• _WRITTEN INSTRUCTION 1_
From the passage on Linux directories, copy the text from "These locations store" up to and including "looking for anything.".

• _DOCUMENT EXCERPT_
Traditionally, the /boot directory actually lived on its own small partition on the first hard disk. At the time, the majority of computers were unable to boot from a single big partition, so it was very common to see these split out. On modern machines (although the Pi still requires it), this is no longer a problem, so this directory is often included in the root directory directly. As its name suggests, it holds the key files needed to boot a system, including the bootloader and the Linux kernel.

/bin and /sbin

These locations store user and administrative programs, respectively. When you try to run a program from the command line, there are specific places that the system will look for the application. This list of locations is known as the path. Usually a normal user only has /bin in their path, so they effectively can’t see applications in /sbin. There are some applications that the user can access even though they’re generally used only by administrators, but the user needs to know where they are. This usually doesn’t pose a problem, and you won’t ever need to go looking for anything.

/dev

We already touched on this directory in the “Everything as a File” section. It contains a file for each device or subdevice on the current system and provides a way for system tools (and, of course, users) to easily access the hardware on a particular machine. Besides the disk devices discussed earlier, there are also devices for graphics cards, sound cards, virtual terminals, and more.

• _MATERIAL FOR THIS TASK_
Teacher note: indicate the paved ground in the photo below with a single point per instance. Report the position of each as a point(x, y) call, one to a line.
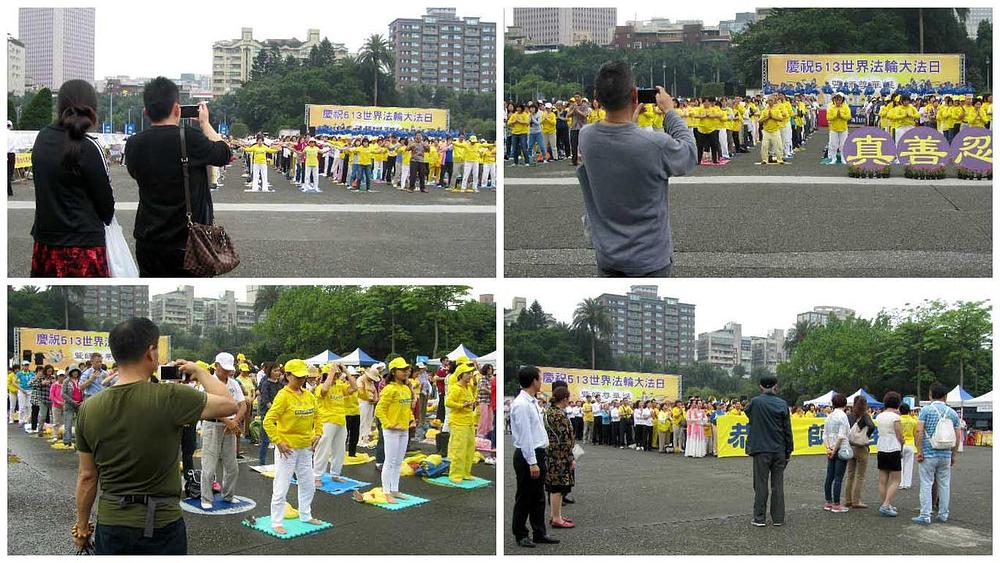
point(333, 234)
point(743, 219)
point(41, 510)
point(632, 502)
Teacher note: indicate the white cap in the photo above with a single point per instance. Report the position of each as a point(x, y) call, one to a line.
point(226, 361)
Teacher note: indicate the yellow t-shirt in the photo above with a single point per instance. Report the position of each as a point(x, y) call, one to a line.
point(394, 406)
point(460, 415)
point(837, 117)
point(331, 405)
point(312, 156)
point(293, 418)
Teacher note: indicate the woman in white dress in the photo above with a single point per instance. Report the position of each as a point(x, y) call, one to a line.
point(696, 420)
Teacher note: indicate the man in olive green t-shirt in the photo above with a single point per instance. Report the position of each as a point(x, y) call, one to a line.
point(128, 438)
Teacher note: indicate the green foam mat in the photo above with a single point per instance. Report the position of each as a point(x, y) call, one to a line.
point(294, 527)
point(444, 481)
point(409, 501)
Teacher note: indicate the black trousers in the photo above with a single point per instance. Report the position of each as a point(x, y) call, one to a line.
point(562, 141)
point(529, 498)
point(769, 467)
point(126, 540)
point(353, 427)
point(160, 261)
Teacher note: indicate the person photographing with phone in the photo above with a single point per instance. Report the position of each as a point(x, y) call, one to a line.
point(626, 174)
point(154, 161)
point(128, 443)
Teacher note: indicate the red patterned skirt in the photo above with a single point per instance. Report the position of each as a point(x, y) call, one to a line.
point(69, 261)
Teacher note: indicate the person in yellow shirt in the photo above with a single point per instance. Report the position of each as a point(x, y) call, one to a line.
point(293, 424)
point(709, 122)
point(904, 116)
point(331, 398)
point(772, 118)
point(908, 424)
point(395, 413)
point(549, 132)
point(838, 115)
point(258, 165)
point(462, 423)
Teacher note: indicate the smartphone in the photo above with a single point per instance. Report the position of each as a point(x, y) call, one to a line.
point(169, 372)
point(647, 95)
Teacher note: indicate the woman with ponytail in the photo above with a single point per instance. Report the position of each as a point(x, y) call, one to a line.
point(73, 196)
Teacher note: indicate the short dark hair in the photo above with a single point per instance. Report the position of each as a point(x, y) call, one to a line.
point(891, 400)
point(527, 375)
point(614, 84)
point(130, 339)
point(159, 97)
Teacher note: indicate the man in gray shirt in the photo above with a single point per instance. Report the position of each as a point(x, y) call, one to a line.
point(625, 177)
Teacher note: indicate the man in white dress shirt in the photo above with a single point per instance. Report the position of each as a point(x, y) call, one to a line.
point(530, 441)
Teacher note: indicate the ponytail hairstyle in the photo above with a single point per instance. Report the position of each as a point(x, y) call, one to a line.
point(77, 107)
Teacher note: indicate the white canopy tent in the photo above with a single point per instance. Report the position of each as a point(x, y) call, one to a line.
point(983, 403)
point(823, 400)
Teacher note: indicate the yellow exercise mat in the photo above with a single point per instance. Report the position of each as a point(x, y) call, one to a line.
point(359, 459)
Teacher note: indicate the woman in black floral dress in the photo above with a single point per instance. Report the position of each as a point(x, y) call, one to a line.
point(560, 464)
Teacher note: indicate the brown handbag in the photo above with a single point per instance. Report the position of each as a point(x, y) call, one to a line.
point(209, 250)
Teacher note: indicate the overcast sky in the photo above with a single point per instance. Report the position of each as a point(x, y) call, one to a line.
point(759, 305)
point(125, 44)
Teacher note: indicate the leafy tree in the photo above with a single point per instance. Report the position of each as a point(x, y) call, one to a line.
point(38, 112)
point(591, 317)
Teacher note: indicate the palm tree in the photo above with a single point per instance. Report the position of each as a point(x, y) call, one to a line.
point(377, 53)
point(592, 317)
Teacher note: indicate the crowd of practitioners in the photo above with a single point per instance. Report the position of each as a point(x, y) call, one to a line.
point(408, 163)
point(545, 455)
point(312, 416)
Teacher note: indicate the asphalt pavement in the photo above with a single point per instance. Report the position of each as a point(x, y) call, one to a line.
point(41, 510)
point(334, 234)
point(645, 503)
point(743, 219)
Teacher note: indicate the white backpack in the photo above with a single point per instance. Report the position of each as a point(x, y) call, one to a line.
point(944, 434)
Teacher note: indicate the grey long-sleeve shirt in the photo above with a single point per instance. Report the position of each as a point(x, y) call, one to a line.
point(625, 189)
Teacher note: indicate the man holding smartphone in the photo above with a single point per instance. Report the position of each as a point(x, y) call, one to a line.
point(625, 178)
point(128, 439)
point(153, 159)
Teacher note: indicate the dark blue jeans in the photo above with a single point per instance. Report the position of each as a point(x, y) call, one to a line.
point(125, 540)
point(835, 468)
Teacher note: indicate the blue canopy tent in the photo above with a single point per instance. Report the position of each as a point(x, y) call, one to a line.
point(323, 357)
point(872, 401)
point(358, 358)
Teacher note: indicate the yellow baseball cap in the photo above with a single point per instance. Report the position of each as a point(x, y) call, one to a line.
point(297, 367)
point(398, 363)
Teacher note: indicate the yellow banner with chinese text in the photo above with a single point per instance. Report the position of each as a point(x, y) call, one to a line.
point(864, 69)
point(377, 117)
point(807, 436)
point(64, 348)
point(613, 384)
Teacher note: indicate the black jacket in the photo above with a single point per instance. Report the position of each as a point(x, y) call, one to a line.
point(770, 428)
point(70, 209)
point(154, 160)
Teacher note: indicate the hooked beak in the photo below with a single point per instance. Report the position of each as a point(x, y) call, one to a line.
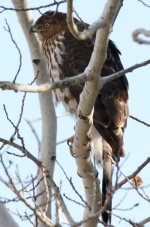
point(32, 29)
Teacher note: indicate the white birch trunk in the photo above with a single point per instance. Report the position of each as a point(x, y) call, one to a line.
point(48, 146)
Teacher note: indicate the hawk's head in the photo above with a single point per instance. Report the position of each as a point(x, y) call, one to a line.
point(49, 25)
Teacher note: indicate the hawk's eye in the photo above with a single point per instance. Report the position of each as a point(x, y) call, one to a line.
point(46, 25)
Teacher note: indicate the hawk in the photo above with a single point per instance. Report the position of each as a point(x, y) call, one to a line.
point(66, 57)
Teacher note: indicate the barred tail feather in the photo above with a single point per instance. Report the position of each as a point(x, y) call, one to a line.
point(107, 185)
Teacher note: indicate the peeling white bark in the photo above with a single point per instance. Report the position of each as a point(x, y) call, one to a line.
point(47, 109)
point(81, 144)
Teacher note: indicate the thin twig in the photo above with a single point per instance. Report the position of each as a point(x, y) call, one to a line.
point(18, 49)
point(78, 79)
point(3, 8)
point(127, 178)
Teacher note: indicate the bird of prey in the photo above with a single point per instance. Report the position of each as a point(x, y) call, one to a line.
point(66, 57)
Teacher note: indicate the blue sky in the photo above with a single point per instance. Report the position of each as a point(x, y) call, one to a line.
point(133, 15)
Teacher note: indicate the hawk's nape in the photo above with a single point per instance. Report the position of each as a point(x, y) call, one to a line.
point(66, 57)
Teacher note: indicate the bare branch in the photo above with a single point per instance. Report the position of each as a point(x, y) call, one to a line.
point(120, 184)
point(18, 49)
point(143, 222)
point(50, 181)
point(78, 79)
point(3, 8)
point(144, 3)
point(114, 76)
point(138, 32)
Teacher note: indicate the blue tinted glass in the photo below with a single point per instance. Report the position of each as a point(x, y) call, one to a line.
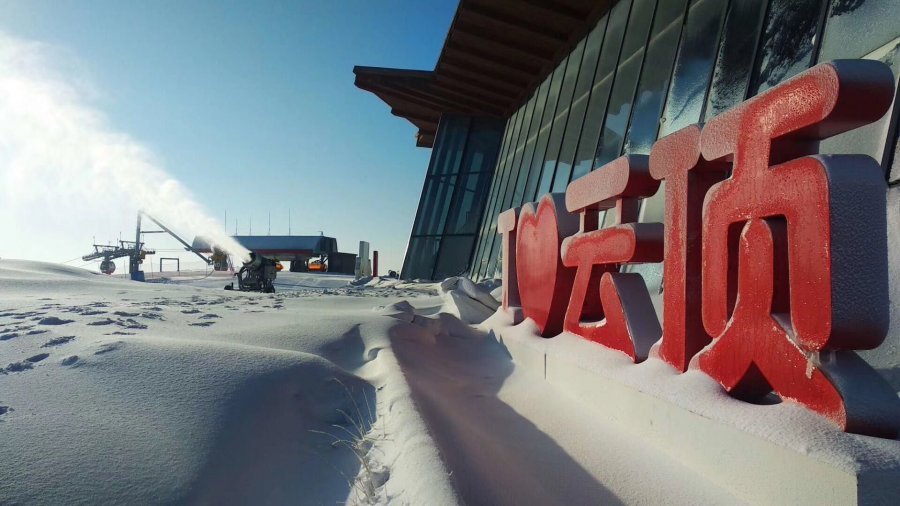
point(563, 168)
point(540, 144)
point(618, 113)
point(734, 62)
point(530, 143)
point(655, 75)
point(549, 122)
point(788, 41)
point(694, 65)
point(603, 78)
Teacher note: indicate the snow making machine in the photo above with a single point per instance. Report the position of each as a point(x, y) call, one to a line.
point(257, 275)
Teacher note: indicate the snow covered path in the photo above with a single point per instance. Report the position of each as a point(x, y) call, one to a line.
point(509, 437)
point(120, 392)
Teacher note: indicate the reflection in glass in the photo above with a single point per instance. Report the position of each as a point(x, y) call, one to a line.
point(530, 143)
point(693, 65)
point(577, 109)
point(622, 98)
point(655, 76)
point(788, 41)
point(461, 169)
point(558, 127)
point(847, 19)
point(603, 78)
point(540, 144)
point(734, 63)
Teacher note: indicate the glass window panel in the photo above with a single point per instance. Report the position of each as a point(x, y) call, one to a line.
point(426, 210)
point(569, 128)
point(466, 209)
point(493, 269)
point(734, 62)
point(847, 19)
point(693, 65)
point(875, 139)
point(450, 152)
point(507, 133)
point(613, 135)
point(441, 204)
point(530, 143)
point(540, 144)
point(520, 172)
point(453, 259)
point(501, 188)
point(788, 41)
point(603, 78)
point(654, 83)
point(580, 100)
point(547, 126)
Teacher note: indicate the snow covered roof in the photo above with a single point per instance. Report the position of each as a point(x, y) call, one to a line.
point(278, 244)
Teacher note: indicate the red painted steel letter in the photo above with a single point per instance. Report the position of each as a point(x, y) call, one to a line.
point(506, 226)
point(803, 240)
point(617, 304)
point(676, 159)
point(544, 282)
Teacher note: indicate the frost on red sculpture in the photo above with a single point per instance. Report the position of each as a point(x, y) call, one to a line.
point(676, 159)
point(607, 306)
point(795, 249)
point(544, 283)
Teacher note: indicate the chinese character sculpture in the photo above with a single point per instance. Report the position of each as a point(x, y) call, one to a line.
point(617, 302)
point(775, 257)
point(794, 247)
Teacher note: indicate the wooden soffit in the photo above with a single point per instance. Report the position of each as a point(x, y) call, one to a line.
point(495, 54)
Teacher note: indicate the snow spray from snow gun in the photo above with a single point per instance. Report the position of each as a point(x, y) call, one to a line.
point(63, 166)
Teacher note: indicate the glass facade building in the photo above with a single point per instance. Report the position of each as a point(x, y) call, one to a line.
point(452, 204)
point(649, 68)
point(570, 95)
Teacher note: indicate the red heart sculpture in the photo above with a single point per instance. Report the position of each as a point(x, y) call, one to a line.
point(544, 282)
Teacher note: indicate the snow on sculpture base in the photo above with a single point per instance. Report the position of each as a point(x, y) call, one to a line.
point(777, 453)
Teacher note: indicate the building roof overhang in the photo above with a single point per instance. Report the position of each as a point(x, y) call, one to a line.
point(495, 54)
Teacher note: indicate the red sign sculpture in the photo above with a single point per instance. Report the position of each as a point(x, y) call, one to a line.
point(544, 282)
point(772, 276)
point(617, 302)
point(676, 159)
point(811, 273)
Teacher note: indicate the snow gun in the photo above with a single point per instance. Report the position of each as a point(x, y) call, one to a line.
point(257, 275)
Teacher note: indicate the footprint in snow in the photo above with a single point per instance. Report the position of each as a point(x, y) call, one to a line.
point(131, 324)
point(105, 321)
point(17, 367)
point(107, 347)
point(53, 320)
point(37, 358)
point(57, 341)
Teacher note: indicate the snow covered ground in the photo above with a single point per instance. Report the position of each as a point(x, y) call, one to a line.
point(327, 392)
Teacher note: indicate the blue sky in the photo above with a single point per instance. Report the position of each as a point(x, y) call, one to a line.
point(252, 105)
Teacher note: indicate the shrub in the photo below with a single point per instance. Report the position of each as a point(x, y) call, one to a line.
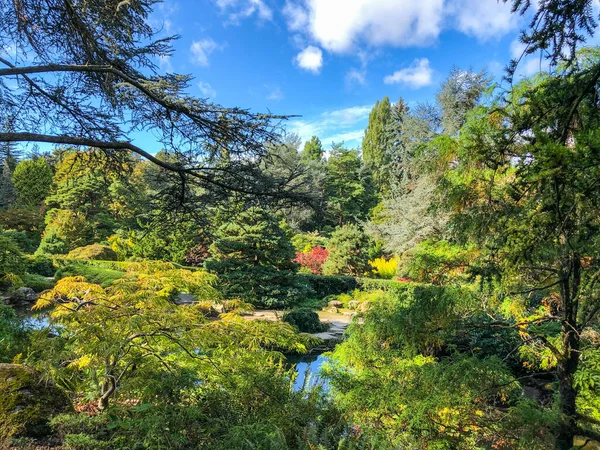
point(196, 256)
point(348, 252)
point(37, 282)
point(13, 335)
point(313, 260)
point(97, 275)
point(305, 320)
point(325, 285)
point(41, 265)
point(23, 240)
point(384, 268)
point(253, 260)
point(12, 261)
point(93, 251)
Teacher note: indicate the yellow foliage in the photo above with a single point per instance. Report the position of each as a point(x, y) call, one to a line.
point(384, 268)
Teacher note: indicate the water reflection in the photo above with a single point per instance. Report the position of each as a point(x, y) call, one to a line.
point(308, 368)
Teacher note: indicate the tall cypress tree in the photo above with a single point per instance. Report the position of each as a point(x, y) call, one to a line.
point(375, 146)
point(7, 190)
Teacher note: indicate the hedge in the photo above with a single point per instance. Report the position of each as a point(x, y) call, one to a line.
point(325, 285)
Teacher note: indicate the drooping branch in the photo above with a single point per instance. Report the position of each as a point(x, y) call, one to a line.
point(128, 146)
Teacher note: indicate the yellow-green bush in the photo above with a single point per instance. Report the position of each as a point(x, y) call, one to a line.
point(94, 251)
point(384, 268)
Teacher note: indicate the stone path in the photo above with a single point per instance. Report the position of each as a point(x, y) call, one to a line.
point(338, 322)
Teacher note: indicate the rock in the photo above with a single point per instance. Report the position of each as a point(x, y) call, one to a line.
point(27, 402)
point(23, 295)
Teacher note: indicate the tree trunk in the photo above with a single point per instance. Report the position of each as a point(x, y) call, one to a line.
point(569, 360)
point(567, 394)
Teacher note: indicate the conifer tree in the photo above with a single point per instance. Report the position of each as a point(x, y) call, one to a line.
point(375, 146)
point(32, 180)
point(253, 258)
point(313, 150)
point(7, 190)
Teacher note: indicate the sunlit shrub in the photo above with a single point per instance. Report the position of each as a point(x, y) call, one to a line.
point(384, 268)
point(313, 259)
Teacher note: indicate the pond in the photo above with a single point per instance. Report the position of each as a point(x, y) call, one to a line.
point(308, 371)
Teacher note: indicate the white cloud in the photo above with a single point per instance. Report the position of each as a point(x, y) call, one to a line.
point(201, 50)
point(296, 16)
point(207, 90)
point(340, 26)
point(529, 64)
point(238, 10)
point(483, 19)
point(345, 124)
point(275, 93)
point(311, 59)
point(356, 76)
point(418, 75)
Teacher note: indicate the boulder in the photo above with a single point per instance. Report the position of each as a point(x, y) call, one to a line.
point(23, 295)
point(27, 402)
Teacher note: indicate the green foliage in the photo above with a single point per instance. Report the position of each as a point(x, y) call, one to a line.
point(386, 377)
point(12, 260)
point(384, 268)
point(23, 240)
point(313, 150)
point(32, 180)
point(376, 147)
point(26, 403)
point(253, 260)
point(436, 262)
point(303, 242)
point(30, 221)
point(98, 275)
point(348, 252)
point(7, 190)
point(41, 265)
point(13, 334)
point(37, 282)
point(93, 251)
point(325, 285)
point(305, 320)
point(65, 231)
point(349, 188)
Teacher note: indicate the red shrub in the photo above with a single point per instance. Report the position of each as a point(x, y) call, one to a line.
point(313, 260)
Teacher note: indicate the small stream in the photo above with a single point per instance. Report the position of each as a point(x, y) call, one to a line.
point(308, 369)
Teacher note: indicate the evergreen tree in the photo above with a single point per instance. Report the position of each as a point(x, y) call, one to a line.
point(348, 252)
point(460, 93)
point(32, 180)
point(376, 146)
point(350, 191)
point(253, 258)
point(313, 150)
point(7, 190)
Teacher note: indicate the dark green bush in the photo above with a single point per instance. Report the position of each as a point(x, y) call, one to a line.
point(41, 265)
point(25, 243)
point(305, 320)
point(12, 261)
point(324, 285)
point(94, 251)
point(37, 282)
point(93, 274)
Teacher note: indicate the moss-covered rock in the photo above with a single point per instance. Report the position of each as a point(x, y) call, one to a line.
point(27, 402)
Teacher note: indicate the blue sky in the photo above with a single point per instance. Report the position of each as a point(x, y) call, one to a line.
point(330, 60)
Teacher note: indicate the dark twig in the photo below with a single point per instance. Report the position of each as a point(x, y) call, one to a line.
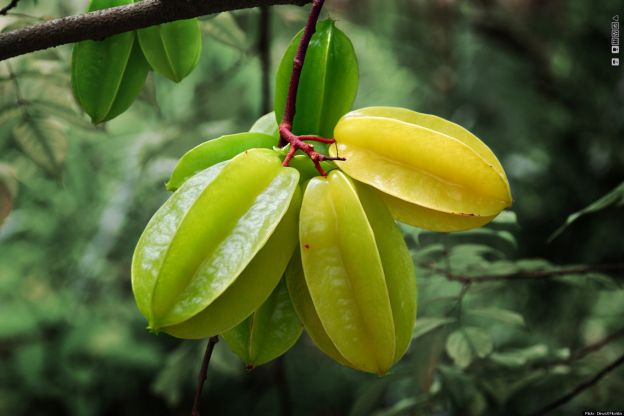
point(581, 387)
point(104, 23)
point(264, 50)
point(285, 128)
point(531, 274)
point(596, 346)
point(8, 7)
point(203, 373)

• _WRITTEN INSTRUCTION 2_
Put the rows from the line with "Teacher note: indicate the glass facade" up to and including the line with "point(57, 341)" into a Markdown table with the columns No. and Line. Number each line in order and leave out any blank ones.

• _EXERCISE SOLUTION 1_
These locations store user and administrative programs, respectively. When you try to run a program from the command line, there are specific places that the system will look for the application. This list of locations is known as the path. Usually a normal user only has /bin in their path, so they effectively can’t see applications in /sbin. There are some applications that the user can access even though they’re generally used only by administrators, but the user needs to know where they are. This usually doesn’t pose a problem, and you won’t ever need to go looking for anything.

• _EXERCISE SOLUTION 2_
| No. | Line |
|---|---|
| 1 | Teacher note: indicate the glass facade building in the photo above with a single point per instance. Report the position of each as a point(x, y) call, one to a line. |
| 2 | point(452, 204) |
| 3 | point(649, 68) |
| 4 | point(570, 95) |
| 5 | Teacher note: indicate the red heart sculpture in the photo above with a single point per instance. Report the position of each as a point(x, y) call, one to a line. |
| 6 | point(544, 282) |
| 7 | Teacher note: indicate the snow on sculpture base in the photo above with a single point per instance. Report the position of each as a point(x, y) call, one to a line. |
| 8 | point(777, 453) |
| 9 | Teacher note: indicate the building roof overhang in the photo above with a single point per instance. Report the position of each as a point(x, y) call, one to a line. |
| 10 | point(495, 54) |
| 11 | Teacher note: indicate the red sign sculpture in the photo above with a single point per instance. Report the position of each as a point(x, y) call, one to a line. |
| 12 | point(544, 282) |
| 13 | point(772, 276) |
| 14 | point(617, 302) |
| 15 | point(676, 159) |
| 16 | point(811, 273) |
| 17 | Teacher note: indicate the snow gun in the photo above with a single point per instance. Report the position of each as a point(x, y) call, one to a line. |
| 18 | point(257, 275) |
| 19 | Teacher note: indicate the footprint in snow in the photo above with a single point per instance. Report the position of each as a point(x, y) call, one to a line. |
| 20 | point(131, 324) |
| 21 | point(105, 321) |
| 22 | point(17, 367) |
| 23 | point(107, 347) |
| 24 | point(53, 320) |
| 25 | point(37, 358) |
| 26 | point(57, 341) |